### Consigne
Répondez, s'il vous plaît, aux questions suivantes à partir de l'extrait fourni :
1. Quelle évaluation moyenne par incident est proposée, et quel montant de coût de notification comprend-elle ?
2. D'après le groupe japonais, combien le piratage de Playstation Network, SOE et Qriocity lui aurait-il coûté ?
3. Combien de relevés de prélèvements bancaires automatiques auraient été infiltrés selon la firme ?

### Extrait fourni
Nous proposons de retenir une évaluation moyenne de 200 euros par incident, dont un coût de notification de 15 euros. Reste à évaluer le sinistre maximum possible de compromission de données possibles par un seul fait générateur. On comprend néanmoins que l’obligation de réaction rapide à l’incident impose la mise en place d’une organisation de gestion de crise interne ou de faire appel à une organisation externe apte à assumer cette gestion. Au-delà de l’obligation de notification, il est de l’intérêt de l’entreprise de mettre en place un ensemble de services au bénéfice de ses clients pour les accompagner pendant la crise…
Estimer les coûts potentiels d’une atteinte aux données
Les entreprises qui ont subi des attaques massives sont relativement discrètes sur le montant exact des pertes subies, a fortiori sur leur « assurabilité ». Prenons l’exemple de Sony. D’après le groupe japonais, le piratage de Playstation Network, SOE (Sony Online Entertainment) et Qriocity lui aurait coûté 122 millions d’euros, assurances incluses. C’est ce qu’a révélé la firme nippone sur ses comptes d’exploitation de son exercice 2011-2012 (Source : Technologik.fr). Les services en ligne de Sony sont restés inaccessibles durant quelques semaines, après le piratage de près de 100 millions de fichiers clients (24,6 millions pour SOE et 77 millions pour PlayStation Network), et 23 400 informations financières, dont 10 700 relevés de prélèvements bancaires automatiques auraient été infiltrées selon la firme.

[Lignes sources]
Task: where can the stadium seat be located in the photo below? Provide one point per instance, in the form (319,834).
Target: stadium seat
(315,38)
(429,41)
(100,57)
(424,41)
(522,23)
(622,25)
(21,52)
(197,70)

### Corrigé
1. 200 euros par incident, dont 15 euros de coût de notification.
2. 122 millions d'euros, assurances incluses.
3. 10 700 relevés.